— TUGAS TERTULIS 1 —
Ambil dari data di bawah setiap baris yang memuat kata "yellow", lalu salin baris itu apa adanya.

+++ BAGIAN TEKS +++

Mohon tunggu...
Mahar Asep Gumilar Hidayat
Mahar Asep Gumilar Hidayat Mohon Tunggu... Jurnalis - Pelari, Penulis

Ultra marathoner dan suka menulis

Selanjutnya

Tutup

Analisis

Jokowi dan Gelar Si Paling Korup dari OCCRP

4 Januari 2025   10:06 Diperbarui: 4 Januari 2025   10:06 28
+
Laporkan Konten
Laporkan Akun
Kompasiana adalah platform blog. Konten ini menjadi tanggung jawab bloger dan tidak mewakili pandangan redaksi Kompas.
Lihat foto
Analisis Cerita Pemilih. Sumber ilustrasi: KOMPAS.com/GARRY LOTULUNG

JOKOWI DAN BASHAR AL-ASSAD BURUK MUKA CERMIN DIBELAH

NGO dan Peran Media Sosial Dalam Berita Jokowi Masuk Daftar Tokoh Dunia Paling Korup 2024 versi Organized Crime and Corruption Reporting Project (OCCRP)

+++

— TUGAS TERTULIS 2 —
Tuliskan kembali bagian teks tentang Jokowi dan OCCRP di atas, dimulai dengan "Jokowi dan Gelar" dan berlanjut sampai "pandangan redaksi Kompas.". Tukar "platform blog" dengan "situs blog".

+++ DAFTAR DATA +++

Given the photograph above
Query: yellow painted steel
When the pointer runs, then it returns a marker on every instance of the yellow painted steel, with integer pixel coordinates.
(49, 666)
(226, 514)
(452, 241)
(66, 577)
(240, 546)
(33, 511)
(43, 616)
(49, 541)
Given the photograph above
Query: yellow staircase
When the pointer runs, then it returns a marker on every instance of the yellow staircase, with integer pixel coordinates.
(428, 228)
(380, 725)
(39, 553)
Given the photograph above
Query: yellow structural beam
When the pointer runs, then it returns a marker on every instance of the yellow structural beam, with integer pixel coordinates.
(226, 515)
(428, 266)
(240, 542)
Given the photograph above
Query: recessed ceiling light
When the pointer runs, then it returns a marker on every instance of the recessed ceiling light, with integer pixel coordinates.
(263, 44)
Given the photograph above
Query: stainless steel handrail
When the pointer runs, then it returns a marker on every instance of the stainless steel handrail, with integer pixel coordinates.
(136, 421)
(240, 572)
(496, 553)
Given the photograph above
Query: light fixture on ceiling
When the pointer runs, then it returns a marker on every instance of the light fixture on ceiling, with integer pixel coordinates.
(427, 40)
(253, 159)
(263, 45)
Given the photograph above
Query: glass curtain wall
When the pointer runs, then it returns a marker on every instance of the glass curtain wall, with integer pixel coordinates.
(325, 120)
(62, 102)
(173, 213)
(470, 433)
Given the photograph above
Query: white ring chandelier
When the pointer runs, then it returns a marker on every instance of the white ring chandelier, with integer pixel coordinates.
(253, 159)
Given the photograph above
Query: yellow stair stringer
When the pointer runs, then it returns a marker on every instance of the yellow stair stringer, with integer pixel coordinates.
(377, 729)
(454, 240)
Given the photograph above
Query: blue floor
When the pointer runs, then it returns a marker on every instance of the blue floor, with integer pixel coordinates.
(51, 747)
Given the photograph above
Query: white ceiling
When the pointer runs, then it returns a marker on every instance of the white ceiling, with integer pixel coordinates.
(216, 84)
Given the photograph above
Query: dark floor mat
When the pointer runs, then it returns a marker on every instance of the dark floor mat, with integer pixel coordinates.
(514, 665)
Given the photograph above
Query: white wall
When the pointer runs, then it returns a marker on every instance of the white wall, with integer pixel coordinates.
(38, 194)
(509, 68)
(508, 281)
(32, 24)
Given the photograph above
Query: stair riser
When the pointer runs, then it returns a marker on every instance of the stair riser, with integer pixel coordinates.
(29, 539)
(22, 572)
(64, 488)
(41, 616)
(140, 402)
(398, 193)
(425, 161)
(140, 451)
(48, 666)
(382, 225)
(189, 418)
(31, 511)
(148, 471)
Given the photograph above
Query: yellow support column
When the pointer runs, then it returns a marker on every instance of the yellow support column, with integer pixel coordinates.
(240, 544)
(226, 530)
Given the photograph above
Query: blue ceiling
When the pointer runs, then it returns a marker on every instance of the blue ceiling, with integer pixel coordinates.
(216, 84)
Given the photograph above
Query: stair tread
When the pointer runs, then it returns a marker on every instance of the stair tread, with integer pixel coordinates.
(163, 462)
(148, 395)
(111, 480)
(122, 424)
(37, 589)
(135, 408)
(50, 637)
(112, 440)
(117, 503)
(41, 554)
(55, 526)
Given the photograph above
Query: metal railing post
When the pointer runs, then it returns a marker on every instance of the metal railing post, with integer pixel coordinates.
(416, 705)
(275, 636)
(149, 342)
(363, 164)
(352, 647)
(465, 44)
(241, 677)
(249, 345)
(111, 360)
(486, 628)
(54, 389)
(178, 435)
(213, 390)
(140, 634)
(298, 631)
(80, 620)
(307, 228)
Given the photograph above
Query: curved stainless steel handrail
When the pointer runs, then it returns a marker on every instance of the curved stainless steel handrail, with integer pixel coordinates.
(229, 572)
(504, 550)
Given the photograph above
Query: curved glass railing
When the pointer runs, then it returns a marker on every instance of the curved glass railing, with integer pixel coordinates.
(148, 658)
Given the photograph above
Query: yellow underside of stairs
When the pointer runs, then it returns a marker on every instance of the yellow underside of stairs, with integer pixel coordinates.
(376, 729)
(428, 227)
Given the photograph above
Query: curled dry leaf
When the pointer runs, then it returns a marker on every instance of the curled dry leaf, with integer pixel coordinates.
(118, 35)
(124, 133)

+++

— HASIL TUGAS 1 —
Query: yellow painted steel
When the pointer runs, then it returns a marker on every instance of the yellow painted steel, with integer pixel coordinates.
Query: yellow staircase
When the pointer runs, then it returns a marker on every instance of the yellow staircase, with integer pixel coordinates.
Query: yellow structural beam
When the pointer runs, then it returns a marker on every instance of the yellow structural beam, with integer pixel coordinates.
Query: yellow stair stringer
When the pointer runs, then it returns a marker on every instance of the yellow stair stringer, with integer pixel coordinates.
Query: yellow support column
When the pointer runs, then it returns a marker on every instance of the yellow support column, with integer pixel coordinates.
Query: yellow underside of stairs
When the pointer runs, then it returns a marker on every instance of the yellow underside of stairs, with integer pixel coordinates.

— HASIL TUGAS 2 —
Jokowi dan Gelar Si Paling Korup dari OCCRP

4 Januari 2025   10:06 Diperbarui: 4 Januari 2025   10:06 28
+
Laporkan Konten
Laporkan Akun
Kompasiana adalah situs blog. Konten ini menjadi tanggung jawab bloger dan tidak mewakili pandangan redaksi Kompas.